_Extract to read_

________________________________________

March 2026
Executive Summary
As we entered 2026, our outlook for Emerging Markets—and South Africa specifically—was broadly constructive. A combination of structural improvements, infrastructure investments and increased policy momentum supported this positive view.
Recent geopolitical events however, particularly the escalation involving Iran, the US and the Strait of Hormuz, have introduced significant volatility into global markets. Oil prices have spiked sharply, investor sentiment has deteriorated and we’ve seen a predictable shift toward traditional safe‑haven assets such as the US dollar and gold.
This memo provides a balanced assessment of these developments, with a focus on:
- South Africa’s improving macroeconomic foundations
- The role of infrastructure investment in unlocking long‑term growth
- The evolving global geopolitical landscape
- A critical analysis of gold’s recent performance and prospects
- How Cannon continues to navigate risk and opportunity
Despite current uncertainty, our investment philosophy remains anchored in valuation discipline, fundamental analysis and the ability to act decisively when markets misprice assets.

________________________________________

_Required task A_
Answer these questions using the executive summary.
(i) How was the outlook for Emerging Markets described as 2026 began?
(ii) Which two traditional safe-haven assets does it name?
(iii) What three things is the investment philosophy anchored in?

_Supplied entries_
________________________________________

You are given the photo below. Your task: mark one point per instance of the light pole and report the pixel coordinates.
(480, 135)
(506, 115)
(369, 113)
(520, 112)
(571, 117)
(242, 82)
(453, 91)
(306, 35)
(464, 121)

________________________________________

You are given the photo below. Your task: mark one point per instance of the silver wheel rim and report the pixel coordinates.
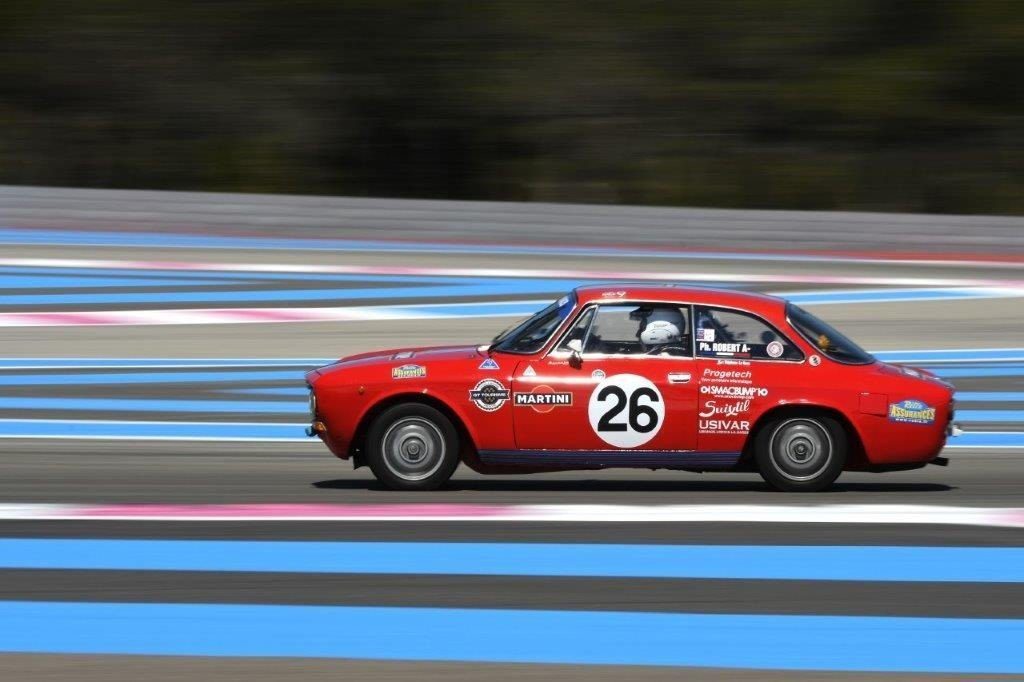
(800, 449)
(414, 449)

________________________________________

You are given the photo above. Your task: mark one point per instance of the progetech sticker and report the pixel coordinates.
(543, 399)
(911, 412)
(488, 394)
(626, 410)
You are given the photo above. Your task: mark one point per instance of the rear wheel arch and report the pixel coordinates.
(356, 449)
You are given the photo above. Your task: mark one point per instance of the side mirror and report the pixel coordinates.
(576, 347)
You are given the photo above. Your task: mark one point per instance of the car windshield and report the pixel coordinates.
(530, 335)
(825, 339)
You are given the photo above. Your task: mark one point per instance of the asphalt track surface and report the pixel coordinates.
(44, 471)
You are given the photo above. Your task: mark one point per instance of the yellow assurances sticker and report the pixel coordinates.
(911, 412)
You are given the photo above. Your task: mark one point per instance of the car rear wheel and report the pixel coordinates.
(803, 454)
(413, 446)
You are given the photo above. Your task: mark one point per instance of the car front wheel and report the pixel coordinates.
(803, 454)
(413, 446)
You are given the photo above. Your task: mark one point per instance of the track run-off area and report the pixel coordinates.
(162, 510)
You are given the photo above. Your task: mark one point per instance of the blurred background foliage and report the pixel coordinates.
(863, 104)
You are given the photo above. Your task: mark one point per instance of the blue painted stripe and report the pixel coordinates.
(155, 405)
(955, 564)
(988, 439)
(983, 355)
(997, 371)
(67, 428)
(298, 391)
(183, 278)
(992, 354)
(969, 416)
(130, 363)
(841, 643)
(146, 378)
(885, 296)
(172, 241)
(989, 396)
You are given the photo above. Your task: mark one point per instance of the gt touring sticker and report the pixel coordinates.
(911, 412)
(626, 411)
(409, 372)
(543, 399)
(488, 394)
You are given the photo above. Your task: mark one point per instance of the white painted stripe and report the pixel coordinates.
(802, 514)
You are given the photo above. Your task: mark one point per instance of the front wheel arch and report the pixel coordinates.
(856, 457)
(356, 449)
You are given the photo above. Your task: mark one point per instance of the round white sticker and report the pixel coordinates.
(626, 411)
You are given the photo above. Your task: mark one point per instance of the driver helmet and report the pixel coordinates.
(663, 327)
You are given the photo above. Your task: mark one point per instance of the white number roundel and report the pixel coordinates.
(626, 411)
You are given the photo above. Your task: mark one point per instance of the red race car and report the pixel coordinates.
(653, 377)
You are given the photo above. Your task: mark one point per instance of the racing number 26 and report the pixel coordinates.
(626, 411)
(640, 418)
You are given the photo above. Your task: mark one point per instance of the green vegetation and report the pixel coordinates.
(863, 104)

________________________________________

_Required task B_
Count the lines in the entries that contain the word "rear". Reply with the number only.

_Solution A_
(i) Broadly constructive.
(ii) The US dollar and gold.
(iii) Valuation discipline, fundamental analysis and the ability to act decisively when markets misprice assets.

_Solution B_
2